**Source text**.
— BEGIN —

Batch transforming 10k+ shapefiles without memory leaks Jump to heading
Processing legacy spatial datasets at scale requires strict resource isolation and deterministic schema enforcement. Government-scale ingestion volumes routinely trigger resident set size (RSS) growth when GDAL/OGR driver caches, lingering C-level file descriptors, and unbounded schema drift compound across sequential reads. Batch transforming 10k+ shapefiles without memory leaks demands a departure from monolithic DataFrame loads and reliance on implicit Python garbage collection.
The architecture below enforces explicit teardown, chunked I/O, and schema-first validation. It maintains stable memory footprints across multi-day ETL runs while preserving auditability and compliance alignment.
Driver Configuration & Memory Thresholds Jump to heading
GDAL/OGR maintains internal index buffers and geometry caches that persist across fiona or ogr sessions unless explicitly cleared. Set the following environment variables at process initialization to disable aggressive caching:
import os
os.environ["GDAL_CACHEMAX"] = "128"

— END —

**Dataset content**.
— BEGIN —

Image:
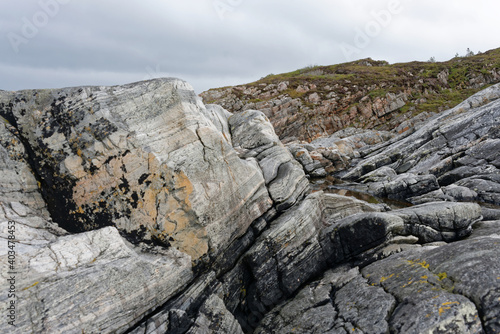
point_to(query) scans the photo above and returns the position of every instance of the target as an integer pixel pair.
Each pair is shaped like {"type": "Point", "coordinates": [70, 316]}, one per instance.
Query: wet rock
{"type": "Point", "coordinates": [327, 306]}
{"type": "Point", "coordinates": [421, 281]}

— END —
— BEGIN —

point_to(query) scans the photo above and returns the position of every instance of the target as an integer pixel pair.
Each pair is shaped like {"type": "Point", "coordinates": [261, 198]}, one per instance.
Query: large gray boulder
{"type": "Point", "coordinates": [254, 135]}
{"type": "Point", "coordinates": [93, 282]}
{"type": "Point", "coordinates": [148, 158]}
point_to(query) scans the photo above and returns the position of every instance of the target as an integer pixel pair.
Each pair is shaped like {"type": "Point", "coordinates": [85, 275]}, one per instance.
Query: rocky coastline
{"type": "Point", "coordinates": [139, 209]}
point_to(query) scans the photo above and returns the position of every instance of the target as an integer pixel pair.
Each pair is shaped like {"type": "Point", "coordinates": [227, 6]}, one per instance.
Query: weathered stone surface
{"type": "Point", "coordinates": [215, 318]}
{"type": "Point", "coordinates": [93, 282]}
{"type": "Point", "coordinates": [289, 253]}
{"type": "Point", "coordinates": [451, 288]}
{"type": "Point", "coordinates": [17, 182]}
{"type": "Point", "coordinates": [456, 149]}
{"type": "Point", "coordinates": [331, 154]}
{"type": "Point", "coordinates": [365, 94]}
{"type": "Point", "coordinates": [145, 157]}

— END —

**What this exercise asks**.
A - In the shapefile processing article, what value is the GDAL_CACHEMAX environment variable set to?
B - Reproduce the passage of the shapefile processing article from "The architecture below" to "and compliance alignment.".

**Answers to the exercises**.
A - "128"

B -
The architecture below enforces explicit teardown, chunked I/O, and schema-first validation. It maintains stable memory footprints across multi-day ETL runs while preserving auditability and compliance alignment.